DATA:
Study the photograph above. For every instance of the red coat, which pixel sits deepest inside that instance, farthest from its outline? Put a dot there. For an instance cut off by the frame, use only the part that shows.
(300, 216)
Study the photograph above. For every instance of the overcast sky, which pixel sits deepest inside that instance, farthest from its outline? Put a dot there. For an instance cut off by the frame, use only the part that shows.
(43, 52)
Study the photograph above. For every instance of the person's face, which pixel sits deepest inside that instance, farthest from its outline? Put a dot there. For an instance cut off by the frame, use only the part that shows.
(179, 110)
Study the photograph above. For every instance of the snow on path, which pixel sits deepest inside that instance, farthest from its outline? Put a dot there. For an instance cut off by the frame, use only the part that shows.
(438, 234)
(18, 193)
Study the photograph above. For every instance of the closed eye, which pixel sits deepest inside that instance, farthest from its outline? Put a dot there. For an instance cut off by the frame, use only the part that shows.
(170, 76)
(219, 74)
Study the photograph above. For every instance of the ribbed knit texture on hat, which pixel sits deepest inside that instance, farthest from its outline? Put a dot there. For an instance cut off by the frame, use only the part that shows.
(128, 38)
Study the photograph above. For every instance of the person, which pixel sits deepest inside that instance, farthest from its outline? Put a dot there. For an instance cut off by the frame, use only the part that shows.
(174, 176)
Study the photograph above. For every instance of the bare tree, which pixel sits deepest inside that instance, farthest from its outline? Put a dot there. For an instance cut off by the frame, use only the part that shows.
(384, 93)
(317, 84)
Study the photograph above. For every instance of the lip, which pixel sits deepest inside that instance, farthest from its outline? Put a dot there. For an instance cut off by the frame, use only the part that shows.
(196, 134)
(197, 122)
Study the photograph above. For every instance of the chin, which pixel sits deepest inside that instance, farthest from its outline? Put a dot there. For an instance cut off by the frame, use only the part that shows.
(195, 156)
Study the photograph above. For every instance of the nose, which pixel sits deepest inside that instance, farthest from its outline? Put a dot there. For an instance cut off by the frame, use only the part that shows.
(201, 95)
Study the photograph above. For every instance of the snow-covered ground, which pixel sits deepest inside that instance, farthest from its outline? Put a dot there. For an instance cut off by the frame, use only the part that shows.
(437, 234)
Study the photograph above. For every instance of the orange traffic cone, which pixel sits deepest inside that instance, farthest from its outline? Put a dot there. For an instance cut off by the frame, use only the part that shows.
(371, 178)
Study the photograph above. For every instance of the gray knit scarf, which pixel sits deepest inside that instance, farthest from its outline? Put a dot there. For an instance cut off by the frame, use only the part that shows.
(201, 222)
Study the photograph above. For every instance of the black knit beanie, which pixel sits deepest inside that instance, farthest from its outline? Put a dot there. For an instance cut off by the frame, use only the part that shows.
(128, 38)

REQUIREMENT: Reproduce every record above, word for word.

RESULT OF THE TASK:
Study the photograph above. For every instance of the red coat, which pixel sits deepest inside that instance, farthest from its outline? Put a dot there. For an instance cut off by the frame, use only the part that shows.
(300, 216)
Study the photograph above. For every instance of the overcast sky, which pixel sits deepest inside that instance, farthest from its outline? Put a dot there. For an instance cut off by the frame, use only the part that shows.
(43, 52)
Study the photograph above. For every instance of the person's face, which pixel sits deepest inside that instance, farthest from its outline? Put a dot there. For an instance cut off by the frame, use only the part that shows.
(179, 110)
Study the photograph above. For every instance of the snow on path, which pixel sits deepest inside that instance, farthest from its outline? Put a dot there. For an instance cut off by the frame, use only the part that shows.
(438, 234)
(18, 193)
Study the photograph above. For every instance of the closed eye, which pixel sits deepest inside that instance, farthest from its outline? Put a dot there. For an instance cut off by the frame, use only the part that shows.
(170, 76)
(219, 74)
Study the photograph above. For every instance of the ribbed knit texture on hat, which pixel sits deepest inside that instance, farthest from its outline? Put a dot there. For an instance cut off by the frame, use only the part that shows.
(128, 38)
Study the photograph above. For every instance of the person, which pixel sits deepest inside that instance, farthest from its outline? Put a dot there. For an instance cut off by the frame, use only the part that shows.
(174, 176)
Study the photograph above. For every instance of the bare tree, which pixel sits deepest inside that instance, farthest from its outline? Put a dot there. For an instance cut off by the frame, use only the part that shows.
(384, 93)
(317, 84)
Study the photograph above. For every instance of the lip, which pixel sits deepest inside that instance, farthest from its outline? Put a dot there. For an instance cut off by the frame, use only the part that shows.
(196, 134)
(197, 122)
Study the photograph above. For every instance of the chin, which pixel sits deepest inside that instance, farthest from its outline? Put a dot there. For an instance cut off by the frame, use only the part that shows.
(195, 156)
Study the photograph above. For every instance of the nose, which pixel sits deepest inside that instance, farthest from its outline? Put a dot there. For an instance cut off by the frame, use only the part that shows.
(201, 95)
Study the photograph above. For every instance of the snow-covered ground, which pixel sits deepest inside that instance, farthest from its outline? Put a dot there. For an instance cut off by the frame, use only the part that shows.
(437, 234)
Study the photograph above. For every instance of the orange traffic cone, which pixel sits deepest inside that instance, farthest from its outline? Put a dot there. For an instance cut off by the frame, use only the part that shows.
(371, 178)
Study the photograph above. For every instance of the gray knit scarf, which pixel sits deepest inside that instance, farthest from its outline? Put a dot there. For an instance cut off by the frame, use only the part that shows.
(201, 222)
Study the photograph above. For every instance of the black knit beanie, which pixel sits deepest inside that instance, farthest from its outline? Put a dot there. For an instance cut off by the frame, use only the part that shows.
(128, 38)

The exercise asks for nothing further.